__Ejercicios propuestos__
1 > Responde, a partir del texto sobre las calas de Mallorca:
(a) ¿En qué municipio se ubican las 10 calas que se presentan?
(b) ¿Qué dimensiones tiene la playa a la que se llega tras dos kilómetros de sendero?
(c) ¿Por dónde se cruza de Caló des Moro a Cala S'Almunia?
2 > Transcribe del texto sobre las calas de Mallorca todo lo que va desde "Como es común" hasta "humana del entorno.", sin alterar nada.
3 > Indica si cada afirmación coincide con el texto sobre las calas de Mallorca. Responde sí o no y cita las palabras que lo deciden:
(a) Caló des Moro cuenta con socorristas.
(b) Para llegar a la cala descrita hay que recorrer dos kilómetros de sendero.
(c) En los meses de verano la cala suele estar desierta.

__Fragmento seleccionado__
Hay calas de mar azul, verde, turquesa y gris; de fondos oscuros o transparentes. De arena fina, cantos rodados o rocas que acaban súbitamente en un abismo. Hay océanos suaves y con oleaje y hay pequeñas playas que parecen hechas a la medida de un luminoso día de junio, bajo la sombrilla, con bocadillos comidos mirando al horizonte, entre baños y sabor a sal.
Mallorca cuenta con famosas y veneradas playas, pero también con orillas, más o menos conocidas e inaccesibles, que premian con grandes tesoros a todo el que se acerque a ellas. Aquí te descubrimos 10 ubicadas en el municipio de Santanyí, en el suroriente de la isla.
A pesar de que hay que andar dos kilómetros de sendero, cargando con los bártulos y provisiones (agua y demás, ya que allí no hay bares, ni chiringuitos), que nadie espere encontrarse con una cala desierta en los meses de verano. Muy al contrario, se aconseja madrugar y llegar temprano para poder colocar la toalla, ya que la playa es pequeña (45 metros de largo por 15 de ancho), los turistas muchos, las guías de viajes cada vez hilan más fino e Instagram ya no se conforma con cualquier cosa y exige exteriores propios de las películas de James Bond. A ser posible, con chica/o incluidos.
Caló des Moro es un buen bocado para las redes sociales. Una lengua de agua turquesa que va volviéndose trasparente conforme llega a la orilla. Encajada entre acantilados salpicados de pinos y matorrales y totalmente salvaje, sin bares, sombrillas, ni socorristas. Tal vez por eso hay más gente fuera del agua, haciéndose selfies, que dentro, disfrutando de un Mediterráneo de los de antes, convertido ahora en zona VIP, apta solo para los que se han molestado en llegar a ella.
Como es común en las islas Baleares, muchas calas tienen su playa gemela, justo al lado, y que a menudo supone una opción para días ventosos; ya que una está orientada a un punto y su hermana, al otro. Así, cuando hay viento en Caló des Moro, se puede ir a Cala S’Almunia, cruzando por una escalera excavada en las rocas, única construcción humana del entorno.

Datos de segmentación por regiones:
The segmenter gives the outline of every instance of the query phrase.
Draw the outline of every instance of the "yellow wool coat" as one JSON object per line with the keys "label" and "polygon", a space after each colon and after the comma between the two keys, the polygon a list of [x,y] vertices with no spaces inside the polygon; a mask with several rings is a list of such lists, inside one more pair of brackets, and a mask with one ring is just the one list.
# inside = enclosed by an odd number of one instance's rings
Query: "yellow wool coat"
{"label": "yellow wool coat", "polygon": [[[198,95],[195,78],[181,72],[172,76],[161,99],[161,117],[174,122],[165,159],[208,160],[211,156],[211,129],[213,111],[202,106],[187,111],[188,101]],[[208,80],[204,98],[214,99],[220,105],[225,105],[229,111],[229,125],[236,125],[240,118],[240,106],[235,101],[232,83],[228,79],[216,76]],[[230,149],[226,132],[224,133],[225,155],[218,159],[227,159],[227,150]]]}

__Soluciones__
1 >
(a) En el municipio de Santanyí, en el suroriente de la isla.
(b) 45 metros de largo por 15 de ancho.
(c) Por una escalera excavada en las rocas.

2 >
Como es común en las islas Baleares, muchas calas tienen su playa gemela, justo al lado, y que a menudo supone una opción para días ventosos; ya que una está orientada a un punto y su hermana, al otro. Así, cuando hay viento en Caló des Moro, se puede ir a Cala S’Almunia, cruzando por una escalera excavada en las rocas, única construcción humana del entorno.

3 >
(a) No: "sin bares, sombrillas, ni socorristas".
(b) Sí: "hay que andar dos kilómetros de sendero".
(c) No: "que nadie espere encontrarse con una cala desierta en los meses de verano".